§ **What is needed**:
Please show, copied in full, each line below that contains the word "duck".

§ **Records to use**:

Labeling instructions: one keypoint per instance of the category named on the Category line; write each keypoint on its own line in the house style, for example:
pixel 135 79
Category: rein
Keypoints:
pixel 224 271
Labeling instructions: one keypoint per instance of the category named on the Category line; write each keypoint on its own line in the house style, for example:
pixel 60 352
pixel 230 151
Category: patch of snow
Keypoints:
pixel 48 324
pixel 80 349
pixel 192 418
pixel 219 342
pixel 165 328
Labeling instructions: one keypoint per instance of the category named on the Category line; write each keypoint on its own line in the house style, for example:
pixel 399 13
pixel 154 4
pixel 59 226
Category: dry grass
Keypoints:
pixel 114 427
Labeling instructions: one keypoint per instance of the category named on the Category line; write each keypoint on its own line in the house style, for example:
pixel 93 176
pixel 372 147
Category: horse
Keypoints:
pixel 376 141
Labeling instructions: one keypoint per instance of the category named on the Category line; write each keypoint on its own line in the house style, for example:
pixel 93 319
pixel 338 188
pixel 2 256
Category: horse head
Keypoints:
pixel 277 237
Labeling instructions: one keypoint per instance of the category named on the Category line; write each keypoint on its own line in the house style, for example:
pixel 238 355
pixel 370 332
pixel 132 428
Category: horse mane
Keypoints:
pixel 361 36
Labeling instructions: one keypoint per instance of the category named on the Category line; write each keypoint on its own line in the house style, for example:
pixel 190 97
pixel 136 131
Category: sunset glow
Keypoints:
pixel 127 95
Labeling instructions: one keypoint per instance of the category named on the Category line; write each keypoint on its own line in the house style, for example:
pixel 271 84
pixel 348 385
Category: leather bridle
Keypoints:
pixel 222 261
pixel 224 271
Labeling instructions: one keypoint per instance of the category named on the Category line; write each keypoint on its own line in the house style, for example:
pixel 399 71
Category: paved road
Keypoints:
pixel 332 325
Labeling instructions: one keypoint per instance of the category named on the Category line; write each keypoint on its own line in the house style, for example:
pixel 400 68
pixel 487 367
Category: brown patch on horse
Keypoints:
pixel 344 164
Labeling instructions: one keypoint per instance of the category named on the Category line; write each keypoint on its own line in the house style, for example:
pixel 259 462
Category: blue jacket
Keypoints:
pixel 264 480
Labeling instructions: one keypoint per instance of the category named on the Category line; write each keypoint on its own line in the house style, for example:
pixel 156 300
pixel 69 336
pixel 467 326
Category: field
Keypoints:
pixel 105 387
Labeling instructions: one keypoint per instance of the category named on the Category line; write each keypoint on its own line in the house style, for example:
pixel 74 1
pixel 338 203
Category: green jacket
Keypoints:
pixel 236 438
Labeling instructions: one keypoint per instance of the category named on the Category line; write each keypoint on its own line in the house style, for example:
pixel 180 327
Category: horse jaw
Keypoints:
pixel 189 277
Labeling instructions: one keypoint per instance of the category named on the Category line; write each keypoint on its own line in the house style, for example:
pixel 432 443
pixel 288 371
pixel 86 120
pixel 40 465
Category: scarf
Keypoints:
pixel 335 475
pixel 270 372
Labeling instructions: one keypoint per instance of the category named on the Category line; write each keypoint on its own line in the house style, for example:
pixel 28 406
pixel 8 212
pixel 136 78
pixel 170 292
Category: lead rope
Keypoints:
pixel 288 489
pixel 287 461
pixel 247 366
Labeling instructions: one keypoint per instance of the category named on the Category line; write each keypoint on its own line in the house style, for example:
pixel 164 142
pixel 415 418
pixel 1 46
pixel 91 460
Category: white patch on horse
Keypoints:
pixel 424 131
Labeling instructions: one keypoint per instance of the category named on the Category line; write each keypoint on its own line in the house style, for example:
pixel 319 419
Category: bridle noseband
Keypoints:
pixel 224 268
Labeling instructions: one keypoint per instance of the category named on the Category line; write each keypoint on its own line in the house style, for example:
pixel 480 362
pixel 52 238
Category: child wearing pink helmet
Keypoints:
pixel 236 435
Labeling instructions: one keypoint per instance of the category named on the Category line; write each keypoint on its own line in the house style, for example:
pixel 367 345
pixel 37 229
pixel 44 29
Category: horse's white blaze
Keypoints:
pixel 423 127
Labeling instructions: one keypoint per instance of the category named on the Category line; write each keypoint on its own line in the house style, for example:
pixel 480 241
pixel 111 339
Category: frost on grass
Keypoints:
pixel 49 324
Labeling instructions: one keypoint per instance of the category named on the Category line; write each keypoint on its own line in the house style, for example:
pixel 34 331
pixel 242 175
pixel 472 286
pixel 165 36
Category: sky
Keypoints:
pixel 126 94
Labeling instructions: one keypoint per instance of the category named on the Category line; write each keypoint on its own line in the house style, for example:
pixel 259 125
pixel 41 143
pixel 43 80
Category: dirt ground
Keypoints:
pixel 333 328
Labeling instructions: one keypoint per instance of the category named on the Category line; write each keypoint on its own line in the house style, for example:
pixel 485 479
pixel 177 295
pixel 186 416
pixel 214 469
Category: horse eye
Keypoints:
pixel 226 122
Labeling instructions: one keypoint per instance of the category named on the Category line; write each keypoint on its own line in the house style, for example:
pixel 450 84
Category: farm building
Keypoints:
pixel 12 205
---
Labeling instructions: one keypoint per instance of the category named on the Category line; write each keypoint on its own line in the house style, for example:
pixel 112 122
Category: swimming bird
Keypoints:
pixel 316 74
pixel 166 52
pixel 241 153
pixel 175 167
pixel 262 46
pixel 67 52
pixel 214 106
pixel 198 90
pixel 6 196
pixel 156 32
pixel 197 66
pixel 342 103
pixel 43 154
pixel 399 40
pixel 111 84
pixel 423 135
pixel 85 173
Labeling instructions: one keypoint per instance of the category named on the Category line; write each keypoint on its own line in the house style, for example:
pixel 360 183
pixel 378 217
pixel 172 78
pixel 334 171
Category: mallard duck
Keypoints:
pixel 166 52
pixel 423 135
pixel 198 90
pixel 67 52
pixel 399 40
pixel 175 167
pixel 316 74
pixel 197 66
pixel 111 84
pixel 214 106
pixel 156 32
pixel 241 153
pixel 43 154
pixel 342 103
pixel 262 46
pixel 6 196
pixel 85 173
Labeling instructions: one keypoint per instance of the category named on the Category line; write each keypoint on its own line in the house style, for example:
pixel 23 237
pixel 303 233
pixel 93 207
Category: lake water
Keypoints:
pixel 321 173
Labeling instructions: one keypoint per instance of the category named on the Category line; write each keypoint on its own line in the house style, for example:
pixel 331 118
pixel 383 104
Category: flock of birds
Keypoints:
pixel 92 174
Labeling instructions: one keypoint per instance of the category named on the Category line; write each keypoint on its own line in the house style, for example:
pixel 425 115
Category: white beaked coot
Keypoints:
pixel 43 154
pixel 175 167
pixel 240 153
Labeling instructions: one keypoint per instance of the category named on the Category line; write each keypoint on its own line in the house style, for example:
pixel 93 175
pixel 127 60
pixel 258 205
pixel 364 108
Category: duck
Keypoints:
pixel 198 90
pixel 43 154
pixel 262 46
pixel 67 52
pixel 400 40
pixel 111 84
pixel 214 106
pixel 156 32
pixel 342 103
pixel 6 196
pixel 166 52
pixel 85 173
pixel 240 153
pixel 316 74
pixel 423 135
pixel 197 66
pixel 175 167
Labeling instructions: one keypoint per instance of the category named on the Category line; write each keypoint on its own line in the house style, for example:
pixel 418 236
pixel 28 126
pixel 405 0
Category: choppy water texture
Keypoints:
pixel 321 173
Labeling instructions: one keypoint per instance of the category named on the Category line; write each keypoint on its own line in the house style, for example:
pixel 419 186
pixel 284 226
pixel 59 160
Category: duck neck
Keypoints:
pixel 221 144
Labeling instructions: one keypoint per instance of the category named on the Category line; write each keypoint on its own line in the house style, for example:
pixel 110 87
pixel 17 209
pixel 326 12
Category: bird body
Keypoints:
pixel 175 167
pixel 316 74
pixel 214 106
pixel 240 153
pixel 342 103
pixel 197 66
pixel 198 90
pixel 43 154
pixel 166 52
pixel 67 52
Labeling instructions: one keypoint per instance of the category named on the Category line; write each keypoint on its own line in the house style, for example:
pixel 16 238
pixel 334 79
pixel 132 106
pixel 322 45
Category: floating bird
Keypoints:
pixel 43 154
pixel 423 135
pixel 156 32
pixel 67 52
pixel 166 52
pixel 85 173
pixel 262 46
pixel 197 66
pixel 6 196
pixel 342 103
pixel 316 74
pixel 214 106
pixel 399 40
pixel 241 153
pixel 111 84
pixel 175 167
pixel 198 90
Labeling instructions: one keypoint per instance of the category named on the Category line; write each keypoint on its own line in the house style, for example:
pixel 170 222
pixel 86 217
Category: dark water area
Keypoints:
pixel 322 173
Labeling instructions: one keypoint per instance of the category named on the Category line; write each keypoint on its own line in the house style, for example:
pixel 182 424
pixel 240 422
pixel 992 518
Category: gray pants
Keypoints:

§ **Written response**:
Category: mallard duck
Category: duck
Category: duck neck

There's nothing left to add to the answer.